§ QUOTED PASSAGE:

+--

Demeaning with two (n) fixed effects in panel regressions I would like to ask for your help concerning the following issue.
In a nutshell, I would like to know, how demeaning works in a panel regression with two (separate) fixed effects.
Let us assume I have the textbook balanced panel with $N=100$ individuals $i$ and $T=20$ time periods $t$ (say, 100 firms observed over 20 years, neither does a firm enter the sample, nor does a firm leave it). I observe regressand $Y$ and the two regressors $X$ and $Z$.
To estimate a two-way-fixed effects model with both individual- and time-fixed effects, I could estimate (being only interested in coefficients $\mathbf{\beta}$)

+--

Data entries:
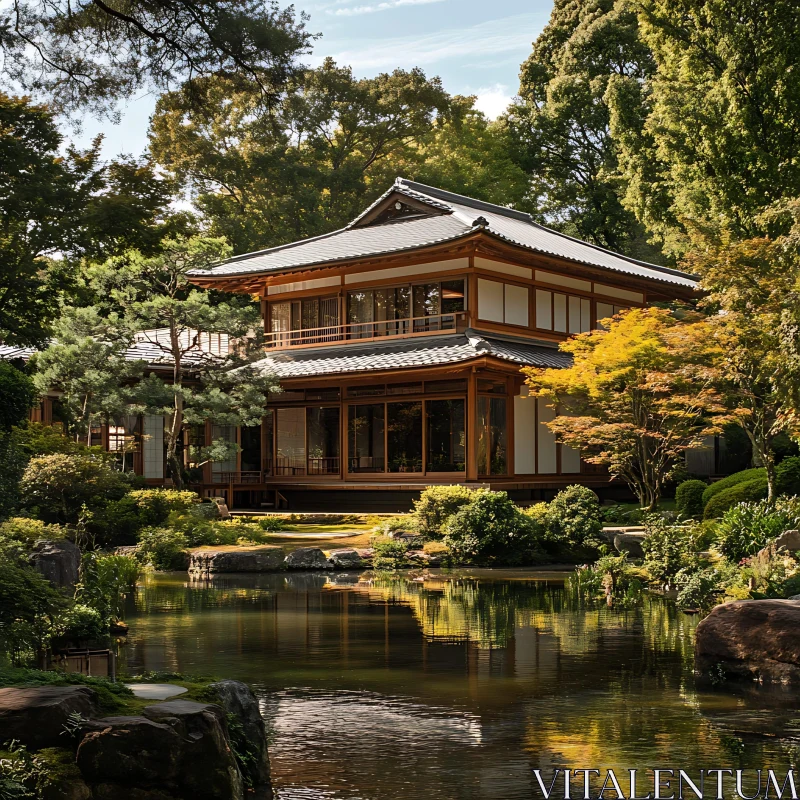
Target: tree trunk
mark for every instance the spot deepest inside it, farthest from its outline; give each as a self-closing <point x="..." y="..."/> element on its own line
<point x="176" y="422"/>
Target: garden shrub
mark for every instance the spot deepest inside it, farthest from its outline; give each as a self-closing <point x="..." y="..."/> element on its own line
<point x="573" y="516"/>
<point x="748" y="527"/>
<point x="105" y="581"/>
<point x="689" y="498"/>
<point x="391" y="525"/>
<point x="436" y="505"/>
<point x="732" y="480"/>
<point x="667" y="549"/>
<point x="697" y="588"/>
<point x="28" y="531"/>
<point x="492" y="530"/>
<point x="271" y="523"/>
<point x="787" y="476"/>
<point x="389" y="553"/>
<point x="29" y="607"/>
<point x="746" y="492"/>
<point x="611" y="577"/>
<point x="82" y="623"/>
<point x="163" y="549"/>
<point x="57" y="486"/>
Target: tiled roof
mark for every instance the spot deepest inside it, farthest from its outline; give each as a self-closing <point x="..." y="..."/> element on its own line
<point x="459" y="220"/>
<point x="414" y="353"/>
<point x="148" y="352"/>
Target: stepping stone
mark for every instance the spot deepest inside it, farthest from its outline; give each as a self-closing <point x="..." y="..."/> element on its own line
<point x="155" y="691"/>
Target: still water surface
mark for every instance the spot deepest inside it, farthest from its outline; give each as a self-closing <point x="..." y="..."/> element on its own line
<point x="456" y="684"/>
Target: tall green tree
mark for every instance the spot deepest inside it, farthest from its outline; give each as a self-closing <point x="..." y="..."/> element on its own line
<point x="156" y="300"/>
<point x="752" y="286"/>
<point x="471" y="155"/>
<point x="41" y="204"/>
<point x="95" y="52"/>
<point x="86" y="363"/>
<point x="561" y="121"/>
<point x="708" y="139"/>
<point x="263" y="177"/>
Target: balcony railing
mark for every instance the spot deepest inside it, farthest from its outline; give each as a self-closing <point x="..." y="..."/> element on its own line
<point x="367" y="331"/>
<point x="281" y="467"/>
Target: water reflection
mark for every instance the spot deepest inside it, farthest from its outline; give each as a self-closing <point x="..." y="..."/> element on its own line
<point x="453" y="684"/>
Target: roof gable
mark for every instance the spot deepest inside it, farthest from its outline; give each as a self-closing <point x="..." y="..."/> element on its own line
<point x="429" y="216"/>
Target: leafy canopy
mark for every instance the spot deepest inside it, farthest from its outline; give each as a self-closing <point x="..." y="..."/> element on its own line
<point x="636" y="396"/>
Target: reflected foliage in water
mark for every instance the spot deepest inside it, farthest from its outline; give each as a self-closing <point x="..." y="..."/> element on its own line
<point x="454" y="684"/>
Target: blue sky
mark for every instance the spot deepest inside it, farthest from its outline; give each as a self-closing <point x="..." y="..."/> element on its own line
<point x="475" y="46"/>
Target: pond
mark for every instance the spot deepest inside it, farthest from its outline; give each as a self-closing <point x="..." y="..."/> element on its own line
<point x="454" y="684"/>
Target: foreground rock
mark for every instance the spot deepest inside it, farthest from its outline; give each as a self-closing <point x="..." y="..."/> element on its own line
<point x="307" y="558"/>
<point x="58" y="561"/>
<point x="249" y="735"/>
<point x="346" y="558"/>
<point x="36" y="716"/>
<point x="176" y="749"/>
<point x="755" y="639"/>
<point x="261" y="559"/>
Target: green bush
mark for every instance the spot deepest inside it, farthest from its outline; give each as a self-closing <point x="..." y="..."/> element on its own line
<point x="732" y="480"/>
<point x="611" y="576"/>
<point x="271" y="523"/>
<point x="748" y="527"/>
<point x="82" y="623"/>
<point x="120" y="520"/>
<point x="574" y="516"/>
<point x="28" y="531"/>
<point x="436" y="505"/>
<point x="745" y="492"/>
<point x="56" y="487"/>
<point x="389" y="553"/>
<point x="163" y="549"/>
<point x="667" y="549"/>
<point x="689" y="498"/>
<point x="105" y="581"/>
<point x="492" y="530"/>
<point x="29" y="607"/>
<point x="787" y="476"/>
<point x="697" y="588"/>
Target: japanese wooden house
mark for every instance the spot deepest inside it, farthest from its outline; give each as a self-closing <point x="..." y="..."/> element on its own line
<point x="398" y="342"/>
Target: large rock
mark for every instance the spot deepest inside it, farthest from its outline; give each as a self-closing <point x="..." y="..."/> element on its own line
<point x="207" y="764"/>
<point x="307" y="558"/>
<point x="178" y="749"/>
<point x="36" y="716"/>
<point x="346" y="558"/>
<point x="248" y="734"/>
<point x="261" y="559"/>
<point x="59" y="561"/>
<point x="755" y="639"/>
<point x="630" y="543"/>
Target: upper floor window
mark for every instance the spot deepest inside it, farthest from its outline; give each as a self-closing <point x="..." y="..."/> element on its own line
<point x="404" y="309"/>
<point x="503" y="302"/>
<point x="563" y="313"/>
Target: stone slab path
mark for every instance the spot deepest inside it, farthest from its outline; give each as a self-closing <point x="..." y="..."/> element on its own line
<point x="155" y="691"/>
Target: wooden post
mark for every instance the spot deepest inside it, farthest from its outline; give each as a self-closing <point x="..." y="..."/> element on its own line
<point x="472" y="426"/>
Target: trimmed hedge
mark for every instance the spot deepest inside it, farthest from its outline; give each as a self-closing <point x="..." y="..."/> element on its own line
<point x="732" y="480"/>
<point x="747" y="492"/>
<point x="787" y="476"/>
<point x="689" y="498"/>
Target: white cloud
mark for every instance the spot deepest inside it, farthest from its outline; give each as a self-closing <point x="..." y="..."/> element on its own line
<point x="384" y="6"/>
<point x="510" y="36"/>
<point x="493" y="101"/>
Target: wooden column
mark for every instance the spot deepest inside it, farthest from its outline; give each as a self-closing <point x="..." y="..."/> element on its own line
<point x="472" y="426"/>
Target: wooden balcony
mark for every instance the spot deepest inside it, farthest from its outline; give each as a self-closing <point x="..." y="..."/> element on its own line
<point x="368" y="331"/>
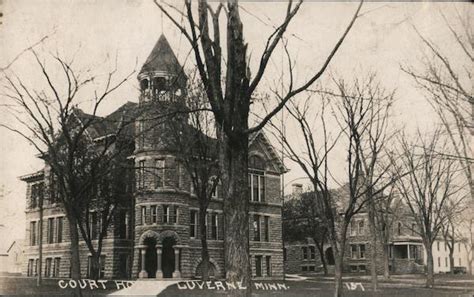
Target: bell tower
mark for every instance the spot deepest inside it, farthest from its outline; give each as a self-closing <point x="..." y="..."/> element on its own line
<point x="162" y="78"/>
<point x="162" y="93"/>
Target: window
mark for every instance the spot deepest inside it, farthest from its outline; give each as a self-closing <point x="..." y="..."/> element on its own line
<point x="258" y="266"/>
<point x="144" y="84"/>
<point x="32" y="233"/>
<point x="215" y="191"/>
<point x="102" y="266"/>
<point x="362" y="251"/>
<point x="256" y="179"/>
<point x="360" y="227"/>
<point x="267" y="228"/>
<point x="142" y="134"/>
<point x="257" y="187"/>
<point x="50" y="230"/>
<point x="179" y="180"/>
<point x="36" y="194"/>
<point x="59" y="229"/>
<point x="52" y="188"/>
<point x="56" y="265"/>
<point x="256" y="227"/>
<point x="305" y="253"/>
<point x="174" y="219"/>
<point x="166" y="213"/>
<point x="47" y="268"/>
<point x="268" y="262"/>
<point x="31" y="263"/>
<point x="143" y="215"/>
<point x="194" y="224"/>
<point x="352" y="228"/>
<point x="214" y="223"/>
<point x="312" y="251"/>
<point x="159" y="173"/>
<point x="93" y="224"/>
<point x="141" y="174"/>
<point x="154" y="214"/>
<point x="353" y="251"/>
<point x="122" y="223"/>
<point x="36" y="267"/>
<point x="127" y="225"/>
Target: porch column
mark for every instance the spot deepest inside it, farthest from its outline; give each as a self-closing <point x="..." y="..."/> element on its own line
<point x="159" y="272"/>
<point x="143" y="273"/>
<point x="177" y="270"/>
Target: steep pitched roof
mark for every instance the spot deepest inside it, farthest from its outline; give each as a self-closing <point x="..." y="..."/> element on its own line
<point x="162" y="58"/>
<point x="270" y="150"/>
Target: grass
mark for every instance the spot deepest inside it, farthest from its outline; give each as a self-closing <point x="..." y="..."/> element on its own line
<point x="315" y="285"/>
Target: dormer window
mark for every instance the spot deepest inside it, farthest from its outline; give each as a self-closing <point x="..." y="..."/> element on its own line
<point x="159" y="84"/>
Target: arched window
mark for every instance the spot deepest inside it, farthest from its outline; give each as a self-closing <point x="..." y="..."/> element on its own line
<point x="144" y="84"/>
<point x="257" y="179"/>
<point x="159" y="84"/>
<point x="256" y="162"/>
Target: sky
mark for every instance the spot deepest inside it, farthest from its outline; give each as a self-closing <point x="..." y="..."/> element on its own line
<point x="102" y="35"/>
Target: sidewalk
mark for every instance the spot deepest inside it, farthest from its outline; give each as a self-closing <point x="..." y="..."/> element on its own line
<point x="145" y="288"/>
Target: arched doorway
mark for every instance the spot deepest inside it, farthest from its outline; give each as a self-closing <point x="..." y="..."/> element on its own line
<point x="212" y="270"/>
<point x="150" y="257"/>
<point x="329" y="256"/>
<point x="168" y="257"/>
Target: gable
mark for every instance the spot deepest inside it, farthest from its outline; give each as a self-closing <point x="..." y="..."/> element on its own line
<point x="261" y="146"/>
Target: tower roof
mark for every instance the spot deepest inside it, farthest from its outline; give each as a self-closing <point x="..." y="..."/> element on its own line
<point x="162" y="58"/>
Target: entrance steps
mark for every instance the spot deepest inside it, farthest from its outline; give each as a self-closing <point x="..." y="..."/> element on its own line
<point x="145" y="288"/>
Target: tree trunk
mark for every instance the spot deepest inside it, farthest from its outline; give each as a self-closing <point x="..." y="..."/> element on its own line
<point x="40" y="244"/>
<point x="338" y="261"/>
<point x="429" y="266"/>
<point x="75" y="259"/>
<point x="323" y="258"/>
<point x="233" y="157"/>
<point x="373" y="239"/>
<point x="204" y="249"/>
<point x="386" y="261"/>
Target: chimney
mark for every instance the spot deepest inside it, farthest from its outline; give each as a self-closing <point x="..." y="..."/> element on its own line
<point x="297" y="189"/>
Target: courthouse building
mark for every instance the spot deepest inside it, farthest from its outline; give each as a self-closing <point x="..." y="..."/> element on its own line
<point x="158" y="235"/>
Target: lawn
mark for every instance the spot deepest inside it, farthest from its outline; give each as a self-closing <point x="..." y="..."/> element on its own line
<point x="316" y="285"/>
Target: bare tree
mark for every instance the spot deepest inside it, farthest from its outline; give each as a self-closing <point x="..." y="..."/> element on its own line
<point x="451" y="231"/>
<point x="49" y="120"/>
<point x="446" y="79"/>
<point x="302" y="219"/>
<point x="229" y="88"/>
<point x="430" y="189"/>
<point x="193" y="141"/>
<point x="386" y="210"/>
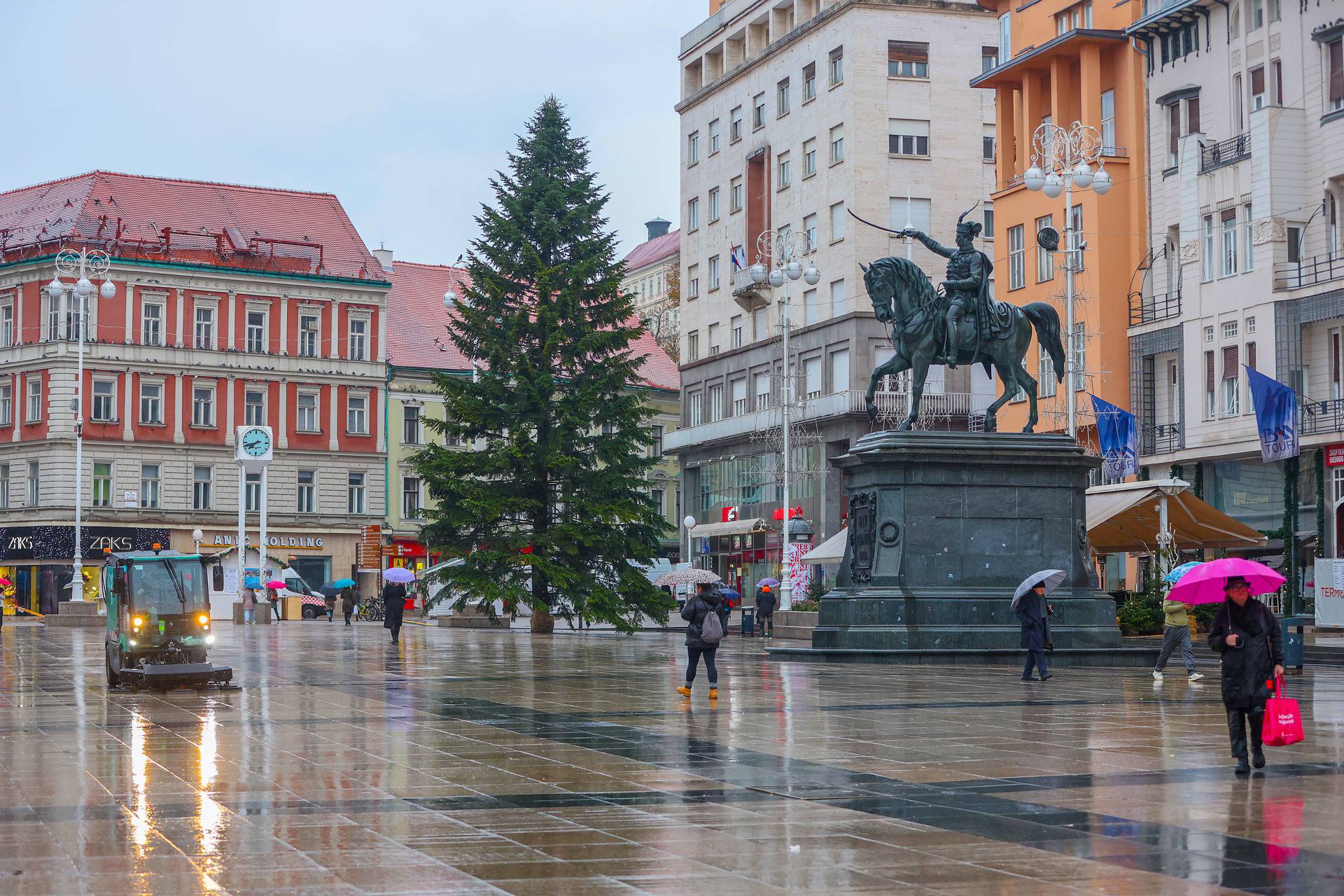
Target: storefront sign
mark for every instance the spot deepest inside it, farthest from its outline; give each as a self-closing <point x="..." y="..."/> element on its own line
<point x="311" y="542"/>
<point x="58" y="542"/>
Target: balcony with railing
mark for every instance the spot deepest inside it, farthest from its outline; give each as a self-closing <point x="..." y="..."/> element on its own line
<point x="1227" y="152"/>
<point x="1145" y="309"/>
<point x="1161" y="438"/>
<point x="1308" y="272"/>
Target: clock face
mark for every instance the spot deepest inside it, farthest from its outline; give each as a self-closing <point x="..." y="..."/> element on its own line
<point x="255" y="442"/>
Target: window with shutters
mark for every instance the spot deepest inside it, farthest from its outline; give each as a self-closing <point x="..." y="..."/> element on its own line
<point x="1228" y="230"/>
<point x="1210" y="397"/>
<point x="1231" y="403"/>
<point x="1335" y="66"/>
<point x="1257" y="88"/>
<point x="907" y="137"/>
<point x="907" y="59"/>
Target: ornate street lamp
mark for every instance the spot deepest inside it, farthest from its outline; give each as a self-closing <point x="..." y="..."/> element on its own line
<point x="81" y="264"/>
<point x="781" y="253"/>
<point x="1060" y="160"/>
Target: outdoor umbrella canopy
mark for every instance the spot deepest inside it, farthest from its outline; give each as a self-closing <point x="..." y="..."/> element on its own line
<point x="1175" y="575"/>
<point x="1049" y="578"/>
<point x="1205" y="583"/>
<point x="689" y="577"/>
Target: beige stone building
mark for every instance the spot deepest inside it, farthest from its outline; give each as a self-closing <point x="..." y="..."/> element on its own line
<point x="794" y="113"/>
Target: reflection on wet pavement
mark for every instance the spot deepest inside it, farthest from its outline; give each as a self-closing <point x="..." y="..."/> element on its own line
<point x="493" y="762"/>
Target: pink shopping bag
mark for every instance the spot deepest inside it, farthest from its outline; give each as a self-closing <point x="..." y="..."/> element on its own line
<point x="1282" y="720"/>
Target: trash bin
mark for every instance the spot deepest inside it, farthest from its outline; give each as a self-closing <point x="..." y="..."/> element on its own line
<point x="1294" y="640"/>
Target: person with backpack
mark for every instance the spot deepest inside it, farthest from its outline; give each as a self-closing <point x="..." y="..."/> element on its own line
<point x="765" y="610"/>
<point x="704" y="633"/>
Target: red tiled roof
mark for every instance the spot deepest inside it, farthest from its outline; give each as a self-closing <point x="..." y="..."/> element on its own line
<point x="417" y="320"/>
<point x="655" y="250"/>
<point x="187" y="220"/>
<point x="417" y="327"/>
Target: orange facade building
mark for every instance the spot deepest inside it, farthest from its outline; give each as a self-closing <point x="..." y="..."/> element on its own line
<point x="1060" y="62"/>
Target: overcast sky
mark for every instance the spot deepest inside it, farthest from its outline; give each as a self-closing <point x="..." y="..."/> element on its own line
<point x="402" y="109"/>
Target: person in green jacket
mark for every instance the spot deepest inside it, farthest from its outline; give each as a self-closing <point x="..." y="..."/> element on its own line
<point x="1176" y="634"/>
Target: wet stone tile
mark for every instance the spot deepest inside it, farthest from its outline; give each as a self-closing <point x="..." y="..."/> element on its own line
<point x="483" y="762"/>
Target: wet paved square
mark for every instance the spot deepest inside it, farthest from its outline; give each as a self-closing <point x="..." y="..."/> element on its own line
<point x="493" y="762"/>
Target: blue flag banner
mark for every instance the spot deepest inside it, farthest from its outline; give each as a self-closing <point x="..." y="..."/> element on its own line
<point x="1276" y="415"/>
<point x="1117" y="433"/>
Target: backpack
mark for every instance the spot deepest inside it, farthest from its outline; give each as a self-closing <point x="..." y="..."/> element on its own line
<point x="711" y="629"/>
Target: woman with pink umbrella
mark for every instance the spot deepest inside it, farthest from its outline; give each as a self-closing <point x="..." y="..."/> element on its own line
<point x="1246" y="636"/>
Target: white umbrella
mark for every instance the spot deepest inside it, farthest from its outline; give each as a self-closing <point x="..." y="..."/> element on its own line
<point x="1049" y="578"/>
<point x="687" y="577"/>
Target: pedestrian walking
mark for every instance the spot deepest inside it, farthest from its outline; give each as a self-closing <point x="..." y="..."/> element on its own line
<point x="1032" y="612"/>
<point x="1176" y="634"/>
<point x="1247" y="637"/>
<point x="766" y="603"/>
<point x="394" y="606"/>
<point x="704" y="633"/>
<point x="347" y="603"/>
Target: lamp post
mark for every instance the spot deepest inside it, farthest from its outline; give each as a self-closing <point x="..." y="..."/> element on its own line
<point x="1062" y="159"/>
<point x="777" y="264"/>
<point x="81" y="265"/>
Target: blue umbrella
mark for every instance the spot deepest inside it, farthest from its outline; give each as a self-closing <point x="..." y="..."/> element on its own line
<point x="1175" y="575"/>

+--

§ PARTS OF THE EXERCISE:
1) From the fixed-effects post, list every variable the poster says they observe, and give the role of each one.
2) Answer these questions from the fixed-effects post.
(a) How many individuals and how many time periods does the assumed panel have?
(b) What two kinds of fixed effects does the model include?
(c) Which coefficients does the poster say they are interested in?
3) Carry the fixed-effects post forward from the point where it stops.

§ THE REPLIES:
1)
Y: regressand
X: regressor
Z: regressor

2)
(a) 100 individuals and 20 time periods.
(b) Individual fixed effects and time fixed effects.
(c) The coefficients β.

3)
$Y_{i,t} = \lambda^i + \lambda^t + \beta_{1} \cdot X_{i,t}+ \beta_{2}\cdot Z_{i,t}+\varepsilon_{i,t},$
where $\lambda^{m}$ is meant as a short-hand notation for $\sum_{m=1}^M \lambda_m \cdot \mathbf{I}(m \in group~ m)$, with $\mathbf{I}(.)$ being the indicator function, which takes upon the value of 1, if the expression in brackets is true and 0 else. I.e., I include a dummy-variable for every individual $i$ and time period $t$.
But for computational convenience, I would like to get rid off the dummies and estimate the model by demeaning. 
However, I am stuck which means to subtract and which terms to add.
Thus, let us visit the easier example of exclusively individual fixed effects.
Instead of estimating
$Y_{i,t} = \lambda^i + \alpha_{1} \cdot X_{i,t}+ \alpha_{2}\cdot Z_{i,t}+\eta_{i,t}$
I estimate 
$Y_{i,t}-\bar{Y}_i = \alpha_{1} \cdot (X_{i,t}-\bar{X}_i)+ \alpha_{2} \cdot (Z_{i,t}-\bar{Z}_i) + (\eta_{i,t}-\bar{\eta}_{i}),$
where "upper-bar with index i" denotes means taken over i. E.g., for $i=1$, for each of the $T=20$ observations I have for $i=1$, I subtract the mean of $i=1$ computed over that $T=20$ observations.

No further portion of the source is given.